Texte fourni

================================

Date de publication du RFC : Octobre 2015
Auteur(s) du RFC : J. Appelbaum (The Tor
Project,), A. Muffett (Facebook)
Chemin des normes
Réalisé dans le cadre du groupe de travail IETF dnsop
Première rédaction de cet article le 24 octobre 2015
Le TLD
.onion
est utilisé par
Tor pour nommer des serveurs Internet dont
la localisation exacte est cachée. Tor est surtout connu pour
permettre aux clients de demeurer relativement
intraçables pendant leurs activités sur l'Internet, et
.onion
étend cette possibilité aux
serveurs. Ce TLD n'avait aucune forme
d'existence officielle avant, il avait juste été choisi comme cela
et était reconnu par les logiciels Tor. Désormais, il est stocké
dans le registre des noms de domaine
spéciaux créé par le RFC 6761.

================================

Lignes de données

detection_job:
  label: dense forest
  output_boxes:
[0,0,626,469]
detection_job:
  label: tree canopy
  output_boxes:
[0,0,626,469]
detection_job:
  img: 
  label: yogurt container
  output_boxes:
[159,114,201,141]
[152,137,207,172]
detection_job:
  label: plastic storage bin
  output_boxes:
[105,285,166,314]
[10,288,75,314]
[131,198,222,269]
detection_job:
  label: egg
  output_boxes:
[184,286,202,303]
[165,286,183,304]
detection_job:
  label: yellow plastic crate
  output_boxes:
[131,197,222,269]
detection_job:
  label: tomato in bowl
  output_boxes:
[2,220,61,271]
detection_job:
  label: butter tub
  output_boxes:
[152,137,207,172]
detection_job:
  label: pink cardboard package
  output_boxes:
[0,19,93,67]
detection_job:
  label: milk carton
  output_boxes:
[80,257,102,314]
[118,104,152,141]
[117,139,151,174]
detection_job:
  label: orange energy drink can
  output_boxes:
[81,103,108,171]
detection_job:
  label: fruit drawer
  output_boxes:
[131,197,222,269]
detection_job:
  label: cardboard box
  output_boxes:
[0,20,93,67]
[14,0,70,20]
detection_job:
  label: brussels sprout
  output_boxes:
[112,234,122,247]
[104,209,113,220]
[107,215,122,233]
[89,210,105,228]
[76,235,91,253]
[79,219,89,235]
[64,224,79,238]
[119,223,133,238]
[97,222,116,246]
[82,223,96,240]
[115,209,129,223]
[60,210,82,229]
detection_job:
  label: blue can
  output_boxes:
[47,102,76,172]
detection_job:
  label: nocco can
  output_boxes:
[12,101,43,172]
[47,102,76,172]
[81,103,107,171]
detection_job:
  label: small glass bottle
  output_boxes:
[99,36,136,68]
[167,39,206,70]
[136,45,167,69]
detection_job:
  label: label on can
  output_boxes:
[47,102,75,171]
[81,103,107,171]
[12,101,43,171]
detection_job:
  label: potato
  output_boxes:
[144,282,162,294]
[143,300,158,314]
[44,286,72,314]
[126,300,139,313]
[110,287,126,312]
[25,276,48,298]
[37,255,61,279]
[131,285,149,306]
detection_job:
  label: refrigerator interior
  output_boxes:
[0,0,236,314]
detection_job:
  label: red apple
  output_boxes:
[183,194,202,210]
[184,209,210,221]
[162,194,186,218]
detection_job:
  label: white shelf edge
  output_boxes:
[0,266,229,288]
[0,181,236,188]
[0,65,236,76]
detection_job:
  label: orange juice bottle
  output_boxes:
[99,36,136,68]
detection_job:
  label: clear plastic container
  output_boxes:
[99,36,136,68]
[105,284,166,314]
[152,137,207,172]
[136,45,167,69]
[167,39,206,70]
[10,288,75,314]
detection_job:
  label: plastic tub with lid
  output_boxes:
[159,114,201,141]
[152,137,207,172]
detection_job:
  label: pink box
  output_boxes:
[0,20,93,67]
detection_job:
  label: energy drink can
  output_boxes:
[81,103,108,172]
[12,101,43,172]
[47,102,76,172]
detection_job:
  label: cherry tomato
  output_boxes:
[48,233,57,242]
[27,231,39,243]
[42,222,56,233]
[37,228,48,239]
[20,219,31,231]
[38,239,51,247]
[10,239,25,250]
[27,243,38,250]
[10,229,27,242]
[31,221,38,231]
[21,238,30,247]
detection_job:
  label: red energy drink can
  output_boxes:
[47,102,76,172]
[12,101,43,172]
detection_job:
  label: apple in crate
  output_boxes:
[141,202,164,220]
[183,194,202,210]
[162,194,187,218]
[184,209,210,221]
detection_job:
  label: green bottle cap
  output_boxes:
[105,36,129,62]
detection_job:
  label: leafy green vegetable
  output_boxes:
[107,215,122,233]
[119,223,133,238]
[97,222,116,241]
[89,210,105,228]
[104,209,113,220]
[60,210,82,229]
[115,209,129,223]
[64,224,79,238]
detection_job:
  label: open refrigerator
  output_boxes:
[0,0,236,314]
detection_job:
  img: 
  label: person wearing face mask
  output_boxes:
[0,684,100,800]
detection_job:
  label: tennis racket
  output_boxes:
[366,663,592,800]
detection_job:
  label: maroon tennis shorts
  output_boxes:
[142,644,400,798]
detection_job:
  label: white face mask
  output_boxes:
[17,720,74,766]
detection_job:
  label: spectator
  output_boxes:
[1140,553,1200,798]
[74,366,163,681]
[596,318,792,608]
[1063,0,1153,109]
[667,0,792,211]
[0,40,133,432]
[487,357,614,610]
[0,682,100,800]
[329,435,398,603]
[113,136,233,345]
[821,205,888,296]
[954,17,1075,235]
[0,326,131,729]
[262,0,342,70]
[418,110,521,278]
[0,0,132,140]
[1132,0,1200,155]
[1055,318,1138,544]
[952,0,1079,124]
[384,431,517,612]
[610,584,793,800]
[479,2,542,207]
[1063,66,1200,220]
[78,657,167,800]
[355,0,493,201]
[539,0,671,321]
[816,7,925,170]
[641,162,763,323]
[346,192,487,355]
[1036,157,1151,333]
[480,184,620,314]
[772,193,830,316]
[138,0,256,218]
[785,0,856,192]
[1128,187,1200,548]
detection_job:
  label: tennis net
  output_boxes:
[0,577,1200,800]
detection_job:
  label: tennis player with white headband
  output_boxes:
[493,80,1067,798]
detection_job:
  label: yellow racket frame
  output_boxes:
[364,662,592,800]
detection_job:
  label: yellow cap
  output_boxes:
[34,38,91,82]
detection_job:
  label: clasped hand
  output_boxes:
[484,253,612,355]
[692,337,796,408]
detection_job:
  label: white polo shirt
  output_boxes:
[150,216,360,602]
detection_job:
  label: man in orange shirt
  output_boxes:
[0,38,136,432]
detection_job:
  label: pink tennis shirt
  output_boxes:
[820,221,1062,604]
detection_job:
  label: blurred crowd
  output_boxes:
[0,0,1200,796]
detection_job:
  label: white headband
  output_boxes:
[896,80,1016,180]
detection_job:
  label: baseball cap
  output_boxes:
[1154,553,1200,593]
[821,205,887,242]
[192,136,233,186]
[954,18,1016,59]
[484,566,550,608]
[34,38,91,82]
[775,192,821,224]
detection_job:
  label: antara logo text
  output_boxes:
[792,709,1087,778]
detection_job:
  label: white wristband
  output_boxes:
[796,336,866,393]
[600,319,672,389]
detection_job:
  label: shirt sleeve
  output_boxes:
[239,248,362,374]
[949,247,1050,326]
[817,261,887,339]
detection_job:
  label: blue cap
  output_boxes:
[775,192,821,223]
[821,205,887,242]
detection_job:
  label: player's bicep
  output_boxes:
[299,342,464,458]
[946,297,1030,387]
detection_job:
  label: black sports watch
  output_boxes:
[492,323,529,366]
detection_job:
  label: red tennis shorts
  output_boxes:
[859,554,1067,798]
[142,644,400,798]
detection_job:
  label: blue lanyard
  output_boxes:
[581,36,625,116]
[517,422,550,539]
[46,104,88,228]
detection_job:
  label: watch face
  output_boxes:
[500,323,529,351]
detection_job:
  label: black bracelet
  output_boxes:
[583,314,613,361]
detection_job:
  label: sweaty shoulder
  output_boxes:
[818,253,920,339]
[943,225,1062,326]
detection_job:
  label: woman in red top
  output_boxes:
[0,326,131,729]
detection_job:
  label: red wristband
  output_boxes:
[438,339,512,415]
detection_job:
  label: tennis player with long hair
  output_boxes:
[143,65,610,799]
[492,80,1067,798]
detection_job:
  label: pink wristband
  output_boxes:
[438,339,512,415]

================================

D'après le texte fourni, où le TLD .onion est-il désormais enregistré ?

Dans le registre des noms de domaine spéciaux créé par le RFC 6761.